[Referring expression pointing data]
════════════════

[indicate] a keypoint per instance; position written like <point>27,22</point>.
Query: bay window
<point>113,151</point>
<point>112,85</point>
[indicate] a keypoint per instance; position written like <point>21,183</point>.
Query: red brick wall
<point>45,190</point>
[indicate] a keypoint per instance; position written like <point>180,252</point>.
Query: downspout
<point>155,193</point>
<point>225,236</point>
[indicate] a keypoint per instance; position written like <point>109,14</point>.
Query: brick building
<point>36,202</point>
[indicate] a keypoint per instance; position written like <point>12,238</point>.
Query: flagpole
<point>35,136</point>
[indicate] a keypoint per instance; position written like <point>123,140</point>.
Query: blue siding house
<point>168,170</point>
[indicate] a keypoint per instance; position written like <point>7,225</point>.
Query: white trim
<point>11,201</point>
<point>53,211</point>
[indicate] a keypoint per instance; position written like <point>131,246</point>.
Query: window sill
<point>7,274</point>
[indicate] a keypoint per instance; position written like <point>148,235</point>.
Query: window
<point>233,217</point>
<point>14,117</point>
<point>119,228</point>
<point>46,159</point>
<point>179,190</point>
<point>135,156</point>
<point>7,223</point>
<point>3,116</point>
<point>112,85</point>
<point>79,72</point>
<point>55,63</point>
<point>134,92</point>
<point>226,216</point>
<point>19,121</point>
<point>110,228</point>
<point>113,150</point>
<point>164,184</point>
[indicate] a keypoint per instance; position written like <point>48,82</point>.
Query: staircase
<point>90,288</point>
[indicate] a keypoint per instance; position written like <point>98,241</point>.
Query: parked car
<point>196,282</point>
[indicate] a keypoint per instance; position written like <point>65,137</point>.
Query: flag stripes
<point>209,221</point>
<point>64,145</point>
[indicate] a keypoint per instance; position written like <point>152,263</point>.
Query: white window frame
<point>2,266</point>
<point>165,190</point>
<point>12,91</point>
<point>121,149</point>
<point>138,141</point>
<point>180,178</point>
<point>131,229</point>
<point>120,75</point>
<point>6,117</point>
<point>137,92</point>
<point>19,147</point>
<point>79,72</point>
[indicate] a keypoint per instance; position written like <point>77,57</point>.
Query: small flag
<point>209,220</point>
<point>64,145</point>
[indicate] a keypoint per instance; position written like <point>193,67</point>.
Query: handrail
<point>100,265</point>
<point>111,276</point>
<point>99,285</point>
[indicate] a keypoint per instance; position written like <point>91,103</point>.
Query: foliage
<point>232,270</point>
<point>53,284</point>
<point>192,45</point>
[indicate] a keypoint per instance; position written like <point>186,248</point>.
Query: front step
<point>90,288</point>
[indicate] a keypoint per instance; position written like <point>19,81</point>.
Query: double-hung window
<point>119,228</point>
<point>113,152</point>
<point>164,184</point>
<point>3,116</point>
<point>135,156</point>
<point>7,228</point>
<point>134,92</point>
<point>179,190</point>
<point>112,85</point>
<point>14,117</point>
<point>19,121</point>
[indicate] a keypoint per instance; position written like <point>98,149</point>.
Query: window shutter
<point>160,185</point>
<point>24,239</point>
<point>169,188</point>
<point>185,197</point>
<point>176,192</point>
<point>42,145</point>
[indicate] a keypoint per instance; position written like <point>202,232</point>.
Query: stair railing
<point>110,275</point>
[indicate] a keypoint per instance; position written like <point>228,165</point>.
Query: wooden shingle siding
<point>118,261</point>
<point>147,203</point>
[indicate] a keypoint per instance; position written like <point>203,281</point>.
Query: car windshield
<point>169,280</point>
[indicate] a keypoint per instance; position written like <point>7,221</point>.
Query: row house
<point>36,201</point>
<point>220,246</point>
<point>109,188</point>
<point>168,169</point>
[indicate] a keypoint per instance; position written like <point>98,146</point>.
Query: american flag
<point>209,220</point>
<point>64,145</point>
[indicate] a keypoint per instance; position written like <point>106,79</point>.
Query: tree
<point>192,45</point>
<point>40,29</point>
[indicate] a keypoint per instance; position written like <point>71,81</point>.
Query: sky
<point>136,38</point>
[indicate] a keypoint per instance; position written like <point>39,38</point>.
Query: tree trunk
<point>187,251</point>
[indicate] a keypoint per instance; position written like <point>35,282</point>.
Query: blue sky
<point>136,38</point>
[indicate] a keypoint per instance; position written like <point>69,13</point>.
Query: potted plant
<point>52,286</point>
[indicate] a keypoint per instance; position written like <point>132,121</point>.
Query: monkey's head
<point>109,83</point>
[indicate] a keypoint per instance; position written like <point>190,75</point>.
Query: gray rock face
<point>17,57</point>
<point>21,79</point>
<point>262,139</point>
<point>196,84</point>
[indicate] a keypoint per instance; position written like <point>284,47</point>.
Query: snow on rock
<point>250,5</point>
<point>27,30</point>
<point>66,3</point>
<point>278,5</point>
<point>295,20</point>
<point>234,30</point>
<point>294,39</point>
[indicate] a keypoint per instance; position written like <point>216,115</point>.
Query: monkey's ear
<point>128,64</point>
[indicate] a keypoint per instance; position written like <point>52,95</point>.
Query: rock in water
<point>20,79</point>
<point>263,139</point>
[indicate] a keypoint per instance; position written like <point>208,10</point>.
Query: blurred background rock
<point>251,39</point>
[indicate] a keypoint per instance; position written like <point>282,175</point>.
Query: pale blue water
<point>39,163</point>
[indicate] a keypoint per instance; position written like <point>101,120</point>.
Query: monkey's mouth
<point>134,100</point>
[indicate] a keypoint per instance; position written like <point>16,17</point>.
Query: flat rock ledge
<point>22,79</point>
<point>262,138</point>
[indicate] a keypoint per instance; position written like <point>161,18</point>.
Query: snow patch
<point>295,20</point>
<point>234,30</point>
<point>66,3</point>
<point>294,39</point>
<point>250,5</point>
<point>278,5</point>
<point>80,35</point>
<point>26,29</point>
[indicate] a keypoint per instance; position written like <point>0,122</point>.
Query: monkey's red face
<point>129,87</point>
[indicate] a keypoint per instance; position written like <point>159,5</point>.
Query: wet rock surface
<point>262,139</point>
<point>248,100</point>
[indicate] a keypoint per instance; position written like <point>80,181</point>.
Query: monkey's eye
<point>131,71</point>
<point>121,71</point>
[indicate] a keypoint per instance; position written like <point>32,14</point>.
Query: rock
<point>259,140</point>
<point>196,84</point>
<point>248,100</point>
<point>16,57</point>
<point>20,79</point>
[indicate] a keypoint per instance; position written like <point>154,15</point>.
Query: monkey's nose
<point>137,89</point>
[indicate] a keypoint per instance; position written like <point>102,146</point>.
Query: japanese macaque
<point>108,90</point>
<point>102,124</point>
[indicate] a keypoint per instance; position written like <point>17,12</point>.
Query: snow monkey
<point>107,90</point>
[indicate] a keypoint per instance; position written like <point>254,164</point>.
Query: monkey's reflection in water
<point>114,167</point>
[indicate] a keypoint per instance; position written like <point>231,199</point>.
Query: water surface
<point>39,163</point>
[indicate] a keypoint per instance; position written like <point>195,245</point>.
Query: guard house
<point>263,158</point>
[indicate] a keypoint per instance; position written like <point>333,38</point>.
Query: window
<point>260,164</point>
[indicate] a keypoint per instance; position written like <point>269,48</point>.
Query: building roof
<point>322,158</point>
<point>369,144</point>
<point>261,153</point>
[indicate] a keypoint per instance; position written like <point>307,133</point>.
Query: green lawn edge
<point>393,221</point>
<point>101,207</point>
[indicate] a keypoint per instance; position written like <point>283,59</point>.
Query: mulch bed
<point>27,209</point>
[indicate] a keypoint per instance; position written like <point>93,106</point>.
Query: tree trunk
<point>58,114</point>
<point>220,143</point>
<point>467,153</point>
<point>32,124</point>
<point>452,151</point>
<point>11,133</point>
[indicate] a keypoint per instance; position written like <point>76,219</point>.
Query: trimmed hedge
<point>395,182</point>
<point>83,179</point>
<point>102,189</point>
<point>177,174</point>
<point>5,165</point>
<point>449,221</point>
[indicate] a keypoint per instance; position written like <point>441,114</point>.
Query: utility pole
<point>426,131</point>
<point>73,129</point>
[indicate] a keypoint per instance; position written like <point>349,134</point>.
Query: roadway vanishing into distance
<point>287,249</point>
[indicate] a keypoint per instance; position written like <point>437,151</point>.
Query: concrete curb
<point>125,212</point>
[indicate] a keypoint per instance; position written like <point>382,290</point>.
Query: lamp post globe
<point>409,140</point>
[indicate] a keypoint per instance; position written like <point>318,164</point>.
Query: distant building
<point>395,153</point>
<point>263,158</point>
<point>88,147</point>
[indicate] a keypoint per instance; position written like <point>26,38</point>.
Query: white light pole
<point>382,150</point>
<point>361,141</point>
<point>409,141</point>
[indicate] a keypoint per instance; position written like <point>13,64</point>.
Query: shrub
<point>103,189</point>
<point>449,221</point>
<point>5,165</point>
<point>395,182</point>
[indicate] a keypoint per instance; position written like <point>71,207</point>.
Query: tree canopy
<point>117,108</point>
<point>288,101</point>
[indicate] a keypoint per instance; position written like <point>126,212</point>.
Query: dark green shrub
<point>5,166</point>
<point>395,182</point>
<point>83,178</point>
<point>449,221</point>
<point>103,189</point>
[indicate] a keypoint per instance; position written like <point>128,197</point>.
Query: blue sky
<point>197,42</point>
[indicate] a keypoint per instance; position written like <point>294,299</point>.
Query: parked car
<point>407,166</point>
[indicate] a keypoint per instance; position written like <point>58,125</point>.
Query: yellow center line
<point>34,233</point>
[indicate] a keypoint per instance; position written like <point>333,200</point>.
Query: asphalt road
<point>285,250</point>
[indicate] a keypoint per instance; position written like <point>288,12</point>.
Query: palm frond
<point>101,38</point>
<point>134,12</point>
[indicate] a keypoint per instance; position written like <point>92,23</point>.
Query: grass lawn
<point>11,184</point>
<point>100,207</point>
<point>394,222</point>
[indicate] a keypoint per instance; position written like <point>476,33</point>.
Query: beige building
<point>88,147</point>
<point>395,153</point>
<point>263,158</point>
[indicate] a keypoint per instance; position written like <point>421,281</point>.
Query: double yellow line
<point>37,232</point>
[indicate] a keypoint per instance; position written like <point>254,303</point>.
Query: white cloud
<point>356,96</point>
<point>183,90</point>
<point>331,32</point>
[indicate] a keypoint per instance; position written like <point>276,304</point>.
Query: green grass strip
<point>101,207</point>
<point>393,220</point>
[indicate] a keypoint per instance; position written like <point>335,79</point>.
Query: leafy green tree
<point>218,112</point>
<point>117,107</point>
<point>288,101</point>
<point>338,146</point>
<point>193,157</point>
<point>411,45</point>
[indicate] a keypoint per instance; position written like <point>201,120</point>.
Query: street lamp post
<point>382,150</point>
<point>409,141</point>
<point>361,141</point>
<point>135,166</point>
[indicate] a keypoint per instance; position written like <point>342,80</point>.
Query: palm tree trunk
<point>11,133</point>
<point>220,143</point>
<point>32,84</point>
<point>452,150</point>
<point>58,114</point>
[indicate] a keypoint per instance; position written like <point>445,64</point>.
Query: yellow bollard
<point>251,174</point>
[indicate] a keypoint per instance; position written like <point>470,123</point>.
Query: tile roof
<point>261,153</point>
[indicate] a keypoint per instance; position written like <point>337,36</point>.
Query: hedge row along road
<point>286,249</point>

════════════════

## Directions for this task
Your answer should be the lines above, from the line containing "Query: asphalt road" up to and including the line containing "written like <point>276,304</point>.", reproduced exactly and with nothing else.

## Solution to this task
Query: asphalt road
<point>285,250</point>
[indicate] a keypoint per instance; position written like <point>288,12</point>.
Query: palm frond
<point>101,38</point>
<point>134,12</point>
[indicate] a keypoint per instance; position written like <point>92,23</point>.
Query: grass lawn
<point>11,184</point>
<point>100,207</point>
<point>394,222</point>
[indicate] a keypoint per instance; position written like <point>476,33</point>.
Query: beige building
<point>88,147</point>
<point>395,153</point>
<point>263,158</point>
[indicate] a keypoint per instance; position written like <point>421,281</point>.
Query: double yellow line
<point>37,232</point>
[indicate] a keypoint per instance; position written like <point>254,303</point>.
Query: white cloud
<point>356,96</point>
<point>183,90</point>
<point>331,32</point>
[indicate] a keypoint per instance; position written like <point>276,304</point>.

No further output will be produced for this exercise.